→ Written task: Identify every line in the items below that contains the word "instance" and copy each such line in full.

======== Exercise data

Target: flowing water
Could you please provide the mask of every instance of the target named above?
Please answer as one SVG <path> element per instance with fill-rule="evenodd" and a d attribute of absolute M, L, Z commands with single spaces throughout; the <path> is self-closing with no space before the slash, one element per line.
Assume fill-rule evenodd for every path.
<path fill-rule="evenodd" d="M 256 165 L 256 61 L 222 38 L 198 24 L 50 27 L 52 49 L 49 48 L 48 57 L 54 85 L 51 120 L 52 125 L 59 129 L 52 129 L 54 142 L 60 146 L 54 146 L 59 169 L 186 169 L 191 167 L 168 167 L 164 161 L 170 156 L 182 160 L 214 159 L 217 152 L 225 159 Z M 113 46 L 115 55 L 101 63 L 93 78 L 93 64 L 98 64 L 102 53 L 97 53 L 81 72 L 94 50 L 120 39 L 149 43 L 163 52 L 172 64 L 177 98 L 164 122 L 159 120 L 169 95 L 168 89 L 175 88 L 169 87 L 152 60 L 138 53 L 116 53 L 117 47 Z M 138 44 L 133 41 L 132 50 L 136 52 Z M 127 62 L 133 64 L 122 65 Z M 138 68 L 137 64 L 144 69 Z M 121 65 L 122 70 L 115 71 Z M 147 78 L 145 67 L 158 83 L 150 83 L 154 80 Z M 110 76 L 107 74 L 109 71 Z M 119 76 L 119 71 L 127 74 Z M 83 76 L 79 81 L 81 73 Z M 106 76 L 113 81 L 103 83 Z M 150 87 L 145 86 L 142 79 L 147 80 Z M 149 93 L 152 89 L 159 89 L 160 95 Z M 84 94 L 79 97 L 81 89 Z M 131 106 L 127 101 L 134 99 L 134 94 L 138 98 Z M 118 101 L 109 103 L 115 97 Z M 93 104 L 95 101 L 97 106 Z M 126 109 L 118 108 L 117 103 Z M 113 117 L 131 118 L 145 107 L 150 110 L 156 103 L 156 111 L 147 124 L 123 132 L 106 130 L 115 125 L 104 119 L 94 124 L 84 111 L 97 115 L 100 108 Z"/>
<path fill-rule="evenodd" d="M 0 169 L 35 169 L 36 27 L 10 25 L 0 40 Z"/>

================

→ Response below:
Could you please provide the mask of every instance of the target named above?
Please answer as one SVG <path> element per instance with fill-rule="evenodd" and a d attribute of absolute M, L, Z commands with single spaces throughout; the <path> is self-closing with no space before the slash, one element per line.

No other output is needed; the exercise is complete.